→ **Work to do**
Rewrite the lines below, changing every "even-odd fill" to "nonzero fill" and leaving all else as it is.
##### Records for this task
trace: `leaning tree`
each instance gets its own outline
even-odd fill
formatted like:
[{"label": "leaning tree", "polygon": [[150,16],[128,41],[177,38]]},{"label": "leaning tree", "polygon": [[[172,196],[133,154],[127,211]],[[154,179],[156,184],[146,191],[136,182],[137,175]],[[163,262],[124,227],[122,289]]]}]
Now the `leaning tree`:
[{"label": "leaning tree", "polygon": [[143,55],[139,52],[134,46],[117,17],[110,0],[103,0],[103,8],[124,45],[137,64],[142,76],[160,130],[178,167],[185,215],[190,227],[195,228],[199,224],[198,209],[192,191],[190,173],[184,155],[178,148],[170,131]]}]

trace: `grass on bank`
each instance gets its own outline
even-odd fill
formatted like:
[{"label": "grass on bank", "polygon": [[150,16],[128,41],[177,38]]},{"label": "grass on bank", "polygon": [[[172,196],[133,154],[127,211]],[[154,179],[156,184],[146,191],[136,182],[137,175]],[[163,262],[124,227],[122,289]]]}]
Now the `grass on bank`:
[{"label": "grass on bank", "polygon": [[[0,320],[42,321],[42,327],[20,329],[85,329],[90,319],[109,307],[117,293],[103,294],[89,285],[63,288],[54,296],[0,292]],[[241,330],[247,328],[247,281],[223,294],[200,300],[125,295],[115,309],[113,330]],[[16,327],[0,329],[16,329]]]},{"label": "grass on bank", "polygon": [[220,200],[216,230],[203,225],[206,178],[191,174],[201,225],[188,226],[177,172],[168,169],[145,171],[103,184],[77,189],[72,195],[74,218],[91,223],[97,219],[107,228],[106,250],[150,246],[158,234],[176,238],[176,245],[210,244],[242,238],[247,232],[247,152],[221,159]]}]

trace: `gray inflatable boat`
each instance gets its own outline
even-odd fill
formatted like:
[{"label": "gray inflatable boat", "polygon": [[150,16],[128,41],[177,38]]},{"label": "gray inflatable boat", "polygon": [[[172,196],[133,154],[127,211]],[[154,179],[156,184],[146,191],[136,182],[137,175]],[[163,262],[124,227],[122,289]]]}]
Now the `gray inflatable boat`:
##########
→ **Reply to the exercise**
trace: `leaning tree`
each instance gets its own outline
nonzero fill
formatted like:
[{"label": "leaning tree", "polygon": [[150,16],[128,41],[177,38]]},{"label": "leaning tree", "polygon": [[[172,196],[133,154],[127,211]],[[154,179],[156,184],[146,191],[136,182],[137,175]],[[163,262],[124,227],[122,289]]]}]
Now the `leaning tree`:
[{"label": "leaning tree", "polygon": [[143,55],[139,52],[134,46],[117,17],[110,0],[103,0],[103,8],[124,45],[137,64],[142,76],[160,130],[178,167],[185,215],[190,227],[195,228],[199,224],[198,209],[192,191],[190,173],[184,155],[178,148],[170,131]]}]

trace: `grass on bank`
each instance gets its own outline
nonzero fill
formatted like:
[{"label": "grass on bank", "polygon": [[150,16],[128,41],[177,38]]},{"label": "grass on bank", "polygon": [[[172,196],[133,154],[127,211]],[[154,179],[156,184],[146,191],[136,182],[137,175]],[[163,262],[124,227],[122,289]]]}]
Now the `grass on bank`:
[{"label": "grass on bank", "polygon": [[[0,320],[42,321],[42,327],[20,329],[85,329],[90,319],[109,307],[117,293],[103,294],[89,285],[63,288],[54,296],[0,292]],[[241,330],[247,328],[247,281],[223,294],[200,300],[125,295],[115,309],[113,330]],[[16,327],[0,329],[16,329]]]},{"label": "grass on bank", "polygon": [[220,200],[216,230],[203,225],[206,178],[191,174],[201,225],[188,226],[177,172],[168,169],[145,171],[103,184],[77,189],[72,195],[74,218],[91,223],[97,219],[107,228],[106,250],[150,246],[158,234],[176,238],[176,245],[210,244],[242,238],[247,232],[247,152],[221,159]]}]

trace: `gray inflatable boat`
each instance gets its own outline
nonzero fill
formatted like:
[{"label": "gray inflatable boat", "polygon": [[150,16],[128,41],[177,38]]},{"label": "gray inflatable boat", "polygon": [[[172,196],[133,154],[127,211]],[[154,179],[156,184],[146,191],[136,182],[137,175]],[[163,262],[124,227],[122,289]]]}]
Now the `gray inflatable boat`:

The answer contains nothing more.